● Extrait:
Un véhicule plus cher n’est pas forcément plus fiable. Parlez-en aux acheteurs de Land Rover… et aux usagers du Réseau express métropolitain (REM). Or, en train comme en automobile, il existe parfois des modèles plus fiables qui coûtent aussi moins cher. À condition de chercher un peu…

L’ironie est que les usagers du REM exaspérés des pannes trop fréquentes se tournent vers l’automobile, alors que personne parmi ceux qui ont les moyens de s’acheter un VUS trop gros, trop fragile et franchement trop cher ne rêve de faire un tour de train électrique.

Ailleurs sur la planète, des technologies autrement plus audacieuses sont présentement à l’essai.

En Chine, la CRRC, un constructeur de trains qui appartient à l’État, a mis sur la route dès 2018 son propre système de train électrique et autonome qui dessert aujourd’hui une poignée de villes chinoises, qui est à l’essai dans les Émirats arabes unis et qui intéresse l’Australie ainsi que des pays africains.

C’est exactement le modèle d’affaires exportable dont rêvait la Caisse de dépôt et placement du Québec (CDPQ) quand elle a décidé d’exploiter un train électrique et autonome à Montréal. Une différence est que la CRRC a construit localement ses propres wagons, alors que ceux du REM sont fabriqués en Inde.

Au Québec, en 2018, on a accusé la Caisse d’abandonner Bombardier, qui était à ce moment parmi les plus grands constructeurs ferroviaires au monde, avec Alstom et la CRRC. Alstom a racheté la division ferroviaire de Bombardier par la suite.

Particularité intéressante du train chinois : c’est un véhicule hybride. Il est à mi-chemin entre un train léger et un tramway, puisqu’il repose sur des essieux et des pneus et qu’il circule directement sur la chaussée. Pas de superstructure aérienne coûteuse, donc. Ses stations sont au centre des boulevards qu’il sillonne, un peu à la manière du SRB Pie-IX, dans l’est de Montréal.

Au terminus, le train peut faire le plein puis redémarrer en sens inverse. La CRRC, qui est aussi l’opérateur, a récemment commencé à tester une version à pile à hydrogène, une autre solution de l’avenir pour le transport décarboné.

Si la Caisse et le gouvernement avaient investi une partie des 8 milliards de dollars qu’a coûté le REM dans un réseau de distribution d’hydrogène vert pour son train, elle pourrait aujourd’hui desservir d’autres systèmes de transport, comme des camions, des trains et des bateaux.

Cela ne serait probablement pas rentable aujourd’hui, mais ça aurait été un pari intéressant. On voit l’hydrogène comme une solution d’avenir pour décarboner le transport lourd et commercial partout sur le continent… jusque sur l’eau.

Le géant danois Maersk, un des plus grands transporteurs maritimes au monde, teste justement l’hydrogène pour remplacer les carburants dans sa flotte, qu’il espère carboneutre avant 2040.

● Exercice proposé 1: Dans le texte sur le REM, reprenez le passage qui commence à "C’est exactement le" et se termine à "par la suite.", en substituant "voitures" à "wagons".
● Exercice proposé 2: Recopiez mot pour mot la partie de la liste qui commence à la ligne contenant "Segment every instance of the person" et se termine à la fin de cette liste.

(Entrées tirées d'une collection)
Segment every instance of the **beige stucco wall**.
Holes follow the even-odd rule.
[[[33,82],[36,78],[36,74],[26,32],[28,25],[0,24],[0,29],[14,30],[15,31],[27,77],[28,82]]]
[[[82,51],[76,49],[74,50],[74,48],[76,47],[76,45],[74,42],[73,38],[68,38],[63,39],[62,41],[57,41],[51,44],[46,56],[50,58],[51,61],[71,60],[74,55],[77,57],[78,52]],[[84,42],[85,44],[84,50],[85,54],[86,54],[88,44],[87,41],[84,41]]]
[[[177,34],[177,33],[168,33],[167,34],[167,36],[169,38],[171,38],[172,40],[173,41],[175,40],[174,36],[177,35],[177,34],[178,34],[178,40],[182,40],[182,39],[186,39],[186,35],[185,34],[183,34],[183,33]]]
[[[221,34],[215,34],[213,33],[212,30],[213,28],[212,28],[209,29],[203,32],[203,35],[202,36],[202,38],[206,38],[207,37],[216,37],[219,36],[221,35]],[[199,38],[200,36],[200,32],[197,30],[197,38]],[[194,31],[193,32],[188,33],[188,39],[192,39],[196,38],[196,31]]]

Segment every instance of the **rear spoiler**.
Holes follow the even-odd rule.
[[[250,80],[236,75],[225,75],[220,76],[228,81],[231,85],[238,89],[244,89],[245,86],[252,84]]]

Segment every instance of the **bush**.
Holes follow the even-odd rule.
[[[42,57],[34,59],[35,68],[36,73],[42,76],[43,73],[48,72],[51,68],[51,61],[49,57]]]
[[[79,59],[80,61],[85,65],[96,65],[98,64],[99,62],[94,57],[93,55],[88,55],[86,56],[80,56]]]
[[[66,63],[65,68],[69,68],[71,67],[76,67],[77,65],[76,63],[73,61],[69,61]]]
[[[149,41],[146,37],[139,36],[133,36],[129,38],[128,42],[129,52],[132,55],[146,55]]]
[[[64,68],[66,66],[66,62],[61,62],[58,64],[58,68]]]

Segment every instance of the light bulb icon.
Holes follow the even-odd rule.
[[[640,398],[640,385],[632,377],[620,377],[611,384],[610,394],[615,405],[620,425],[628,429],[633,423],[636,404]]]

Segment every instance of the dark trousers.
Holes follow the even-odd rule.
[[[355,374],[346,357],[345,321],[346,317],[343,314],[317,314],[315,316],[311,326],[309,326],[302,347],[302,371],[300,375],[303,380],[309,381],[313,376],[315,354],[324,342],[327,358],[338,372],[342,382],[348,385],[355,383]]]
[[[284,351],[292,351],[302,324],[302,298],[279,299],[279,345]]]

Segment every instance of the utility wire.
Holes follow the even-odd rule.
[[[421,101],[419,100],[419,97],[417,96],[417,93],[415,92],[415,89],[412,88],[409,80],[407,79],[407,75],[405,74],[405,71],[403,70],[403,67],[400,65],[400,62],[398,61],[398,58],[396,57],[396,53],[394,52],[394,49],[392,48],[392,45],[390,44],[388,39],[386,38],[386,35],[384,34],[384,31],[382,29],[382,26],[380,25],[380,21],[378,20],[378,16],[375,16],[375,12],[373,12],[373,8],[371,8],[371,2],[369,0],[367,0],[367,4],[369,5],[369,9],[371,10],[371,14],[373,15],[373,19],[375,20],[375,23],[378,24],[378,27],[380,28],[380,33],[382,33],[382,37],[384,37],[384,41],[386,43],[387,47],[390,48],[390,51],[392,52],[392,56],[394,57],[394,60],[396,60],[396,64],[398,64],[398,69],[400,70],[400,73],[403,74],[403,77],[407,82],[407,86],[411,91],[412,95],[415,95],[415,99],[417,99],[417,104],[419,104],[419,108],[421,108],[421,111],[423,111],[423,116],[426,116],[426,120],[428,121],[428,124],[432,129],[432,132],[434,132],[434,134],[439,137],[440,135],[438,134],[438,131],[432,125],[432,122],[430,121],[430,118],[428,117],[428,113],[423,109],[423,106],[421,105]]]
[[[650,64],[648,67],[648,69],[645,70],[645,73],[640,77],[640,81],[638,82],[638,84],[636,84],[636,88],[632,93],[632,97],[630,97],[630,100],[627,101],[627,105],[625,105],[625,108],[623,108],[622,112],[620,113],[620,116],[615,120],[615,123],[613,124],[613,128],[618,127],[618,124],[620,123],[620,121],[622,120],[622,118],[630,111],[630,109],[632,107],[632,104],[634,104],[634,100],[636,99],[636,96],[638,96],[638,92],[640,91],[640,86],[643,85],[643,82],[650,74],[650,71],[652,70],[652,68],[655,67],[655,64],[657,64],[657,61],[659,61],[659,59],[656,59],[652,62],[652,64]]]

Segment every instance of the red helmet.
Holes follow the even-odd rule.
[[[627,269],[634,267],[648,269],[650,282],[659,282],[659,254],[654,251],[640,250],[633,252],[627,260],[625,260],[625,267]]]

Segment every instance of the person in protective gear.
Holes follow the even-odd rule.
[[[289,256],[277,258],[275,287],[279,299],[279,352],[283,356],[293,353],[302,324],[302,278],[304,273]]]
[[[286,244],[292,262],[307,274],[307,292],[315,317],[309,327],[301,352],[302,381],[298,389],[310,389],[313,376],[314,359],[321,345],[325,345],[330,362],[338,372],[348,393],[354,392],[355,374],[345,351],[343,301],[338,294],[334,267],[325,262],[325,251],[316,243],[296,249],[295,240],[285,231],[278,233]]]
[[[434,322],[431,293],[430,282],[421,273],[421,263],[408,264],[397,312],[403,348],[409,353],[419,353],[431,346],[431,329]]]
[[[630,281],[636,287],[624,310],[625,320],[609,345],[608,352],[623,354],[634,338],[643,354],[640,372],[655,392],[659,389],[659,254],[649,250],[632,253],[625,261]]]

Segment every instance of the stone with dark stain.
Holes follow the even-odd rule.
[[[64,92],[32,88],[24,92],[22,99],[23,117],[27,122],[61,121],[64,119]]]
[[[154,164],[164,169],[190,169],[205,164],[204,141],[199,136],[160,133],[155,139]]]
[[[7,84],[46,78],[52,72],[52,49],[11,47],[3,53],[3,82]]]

● Réponse correcte 1:
C’est exactement le modèle d’affaires exportable dont rêvait la Caisse de dépôt et placement du Québec (CDPQ) quand elle a décidé d’exploiter un train électrique et autonome à Montréal. Une différence est que la CRRC a construit localement ses propres voitures, alors que ceux du REM sont fabriqués en Inde.

Au Québec, en 2018, on a accusé la Caisse d’abandonner Bombardier, qui était à ce moment parmi les plus grands constructeurs ferroviaires au monde, avec Alstom et la CRRC. Alstom a racheté la division ferroviaire de Bombardier par la suite.

● Réponse correcte 2:
Segment every instance of the person in protective gear.
Holes follow the even-odd rule.
[[[289,256],[277,258],[275,287],[279,299],[279,352],[283,356],[293,353],[302,324],[302,278],[304,273]]]
[[[286,244],[292,262],[307,274],[307,292],[315,317],[309,327],[301,352],[302,381],[298,389],[310,389],[313,376],[314,359],[321,345],[325,345],[330,362],[338,372],[348,393],[354,392],[355,374],[345,351],[343,301],[338,294],[334,267],[325,262],[325,251],[316,243],[296,249],[295,240],[285,231],[278,233]]]
[[[434,322],[431,293],[430,282],[421,273],[421,263],[408,264],[397,312],[403,348],[409,353],[419,353],[431,346],[431,329]]]
[[[630,281],[636,287],[624,310],[625,320],[609,345],[608,352],[623,354],[634,338],[643,354],[640,372],[655,392],[659,389],[659,254],[649,250],[632,253],[625,261]]]

Segment every instance of the stone with dark stain.
Holes follow the even-odd rule.
[[[64,92],[32,88],[24,92],[22,99],[23,117],[27,122],[61,121],[64,119]]]
[[[154,164],[164,169],[190,169],[205,164],[204,141],[199,136],[160,133],[155,139]]]
[[[7,84],[46,78],[52,72],[52,49],[11,47],[3,53],[3,82]]]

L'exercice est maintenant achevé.